§ Exercise goal
Copy the lines below word for word, but leave out the picture.

§ Given records
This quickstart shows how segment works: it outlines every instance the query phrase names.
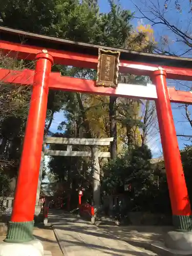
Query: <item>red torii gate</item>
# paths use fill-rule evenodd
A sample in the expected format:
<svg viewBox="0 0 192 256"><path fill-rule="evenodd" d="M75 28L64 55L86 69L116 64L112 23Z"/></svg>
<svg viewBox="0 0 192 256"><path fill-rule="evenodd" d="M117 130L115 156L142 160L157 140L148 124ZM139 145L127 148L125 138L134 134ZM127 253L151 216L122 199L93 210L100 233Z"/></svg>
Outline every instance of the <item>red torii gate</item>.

§ Reply to the task
This quickstart shows how segment works: it outlines every instance the query phrase names.
Query: <item>red torii gate</item>
# paths use fill-rule evenodd
A sample in the expected format:
<svg viewBox="0 0 192 256"><path fill-rule="evenodd" d="M75 28L64 55L86 69L116 64L112 23Z"/></svg>
<svg viewBox="0 0 192 256"><path fill-rule="evenodd" d="M117 130L115 156L142 160L157 140L148 124ZM139 145L127 148L125 138L134 134ZM127 253L151 216L122 199L93 210L100 233Z"/></svg>
Outline every instance of the <item>red torii gate</item>.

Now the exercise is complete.